Hotel-Data-Analysis

IST 687 Project

Description

  1. The Hotel Industry, in general, has always been volatile when it comes to reservation and cancellation of rooms. Some customers have reserved hotel rooms months, sometimes even a year before arrival. However, many of these customers potentially cancel bookings due to unforeseen reasons and other factors.
  2. Several attributes cause this to happen. After analysis, we found several factors that when targeted can significantly reduce cancellations. Thus, as data scientists, on behalf of the hotel industry, we aim to understand the historical data and analyze hotel booking trends. These factors can be used to report the trends and predict future bookings.
  3. With the various insights and analyses obtained, we aim to generate insights that can help drive business decisions on how to reduce cancellation bookings and essentially improve profits in the hotel business.

Technical Details

  1. There are 20 features and 40,060 observations available in the dataset.
  2. The dataset is not overwritten, and columns are not renamed for ease of understanding and coding.
  3. Upon checking the NULL and missing values, we found out that there are no missing values; however, the NULL values were present in the country column as string values, which we converted into actual null type variables.
  4. We also identified the categorical values (by converting them into factor variables) and numerical data. We created separate datasets, one to perform association rules mining and another to perform ML classification.

Goals/Objectives

The overall goal of the project is to provide actionable recommendations, based on the insights.

Objective

  1. To perform analysis on columns such as cancellation, customer type, market segment, among other attributes.
  2. Implement various Machine Learning algorithms to predict cancellation.

■ ■ ■ ■ ■

TASKS TO CARRY OUT:
1: Summarize the project description in two sentences.
2: Please retype the project description from "4. We also identified" to "perform ML classification.".
3: Answer these questions from the project description:
(a) How many observations does the dataset contain?
(b) In which column were NULL values present as string values?
(c) What is the overall goal of the project?
The records that follow the project description come from a separate source.

■ ■ ■ ■ ■

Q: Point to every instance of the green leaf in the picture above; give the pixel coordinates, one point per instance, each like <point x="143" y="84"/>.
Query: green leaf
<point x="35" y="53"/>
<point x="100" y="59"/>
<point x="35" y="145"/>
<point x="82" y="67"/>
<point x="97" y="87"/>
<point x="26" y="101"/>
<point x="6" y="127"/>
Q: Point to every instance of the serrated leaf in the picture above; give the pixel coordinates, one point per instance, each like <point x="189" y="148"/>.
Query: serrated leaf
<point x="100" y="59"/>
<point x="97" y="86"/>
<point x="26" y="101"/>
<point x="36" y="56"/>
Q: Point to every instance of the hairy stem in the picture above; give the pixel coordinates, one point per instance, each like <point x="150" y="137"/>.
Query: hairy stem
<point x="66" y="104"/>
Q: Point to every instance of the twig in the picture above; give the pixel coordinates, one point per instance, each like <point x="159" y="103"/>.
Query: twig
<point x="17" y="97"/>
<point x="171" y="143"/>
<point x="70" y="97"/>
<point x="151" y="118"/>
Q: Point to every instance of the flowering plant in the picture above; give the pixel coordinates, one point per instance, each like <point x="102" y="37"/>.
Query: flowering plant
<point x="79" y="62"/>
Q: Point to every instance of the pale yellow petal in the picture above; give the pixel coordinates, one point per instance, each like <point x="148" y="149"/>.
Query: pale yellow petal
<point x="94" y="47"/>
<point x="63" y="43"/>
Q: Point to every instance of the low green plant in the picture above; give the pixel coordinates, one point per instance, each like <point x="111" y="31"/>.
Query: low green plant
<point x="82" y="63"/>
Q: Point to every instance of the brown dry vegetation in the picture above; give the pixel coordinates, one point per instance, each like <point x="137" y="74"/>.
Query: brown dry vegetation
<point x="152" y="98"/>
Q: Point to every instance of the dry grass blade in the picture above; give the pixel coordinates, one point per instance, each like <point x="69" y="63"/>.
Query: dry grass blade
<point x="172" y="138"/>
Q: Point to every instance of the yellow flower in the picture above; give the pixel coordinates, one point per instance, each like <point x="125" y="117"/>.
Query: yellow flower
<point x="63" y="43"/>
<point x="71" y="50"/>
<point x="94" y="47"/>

■ ■ ■ ■ ■

FULL ANSWERS:
1: The project analyzes historical hotel booking data and trends to understand what drives cancellations, so that it can generate insights that help reduce cancellations and improve hotel profits. Its dataset has 20 features and 40,060 observations, and its objectives include analyzing attributes such as cancellation, customer type and market segment and applying machine learning algorithms to predict cancellation.

2:
4. We also identified the categorical values (by converting them into factor variables) and numerical data. We created separate datasets, one to perform association rules mining and another to perform ML classification.

3:
(a) 40,060
(b) The country column
(c) To provide actionable recommendations based on the insights